### Data listing
::::::

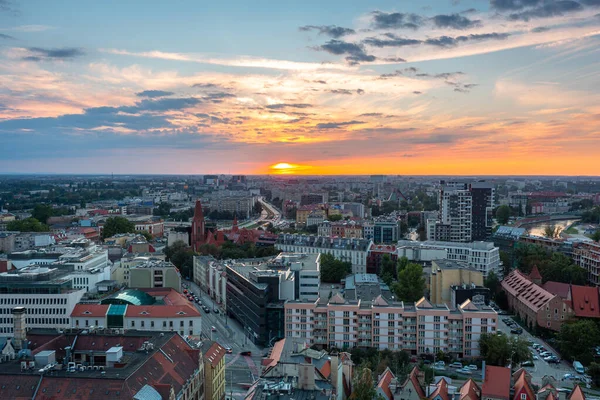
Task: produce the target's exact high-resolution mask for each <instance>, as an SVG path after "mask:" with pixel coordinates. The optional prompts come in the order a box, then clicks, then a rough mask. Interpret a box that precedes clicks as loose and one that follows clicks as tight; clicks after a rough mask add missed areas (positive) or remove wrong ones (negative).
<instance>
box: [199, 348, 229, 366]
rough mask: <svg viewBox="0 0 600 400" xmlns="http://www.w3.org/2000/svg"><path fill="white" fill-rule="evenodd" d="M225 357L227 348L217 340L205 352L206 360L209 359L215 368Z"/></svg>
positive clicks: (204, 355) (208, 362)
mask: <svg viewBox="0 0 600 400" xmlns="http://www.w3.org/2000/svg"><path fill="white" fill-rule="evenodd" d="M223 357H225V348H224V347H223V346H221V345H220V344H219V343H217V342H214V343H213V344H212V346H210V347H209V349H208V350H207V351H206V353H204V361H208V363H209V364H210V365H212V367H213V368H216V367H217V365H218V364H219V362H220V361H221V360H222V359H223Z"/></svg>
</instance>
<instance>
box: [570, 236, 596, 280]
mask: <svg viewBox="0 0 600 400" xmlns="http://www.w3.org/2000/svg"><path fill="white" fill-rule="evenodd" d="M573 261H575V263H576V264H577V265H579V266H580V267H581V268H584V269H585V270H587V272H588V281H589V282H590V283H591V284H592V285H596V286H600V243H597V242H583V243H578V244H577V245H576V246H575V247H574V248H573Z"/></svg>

::::::

Each entry, word for word, belongs in your answer; each picture does not.

Task: produce the target's exact high-resolution mask for each <instance>, as an SVG path after "mask:" with pixel coordinates. The optional prompts come in the order a box, then clicks, then a rough mask. Interpret a box that precedes clicks as loose and one that follows clicks as tight; clicks after a rough mask add missed areas (positive) or remove wrong ones (negative).
<instance>
box: [199, 348, 229, 366]
rough mask: <svg viewBox="0 0 600 400" xmlns="http://www.w3.org/2000/svg"><path fill="white" fill-rule="evenodd" d="M225 357L227 348L217 340L205 352L206 360L209 359L215 368Z"/></svg>
positive clicks: (204, 355) (208, 362)
mask: <svg viewBox="0 0 600 400" xmlns="http://www.w3.org/2000/svg"><path fill="white" fill-rule="evenodd" d="M223 357H225V348H224V347H223V346H221V345H220V344H219V343H217V342H214V343H213V344H212V346H210V347H209V349H208V350H207V351H206V353H204V361H208V363H209V364H210V365H212V367H213V368H216V367H217V365H218V364H219V362H220V361H221V360H222V359H223Z"/></svg>
</instance>
<instance>
box: [570, 236, 596, 280]
mask: <svg viewBox="0 0 600 400" xmlns="http://www.w3.org/2000/svg"><path fill="white" fill-rule="evenodd" d="M573 261H575V263H576V264H577V265H579V266H580V267H581V268H584V269H585V270H587V272H588V281H589V282H590V283H591V284H592V285H596V286H600V243H597V242H583V243H578V244H577V245H576V246H575V247H574V248H573Z"/></svg>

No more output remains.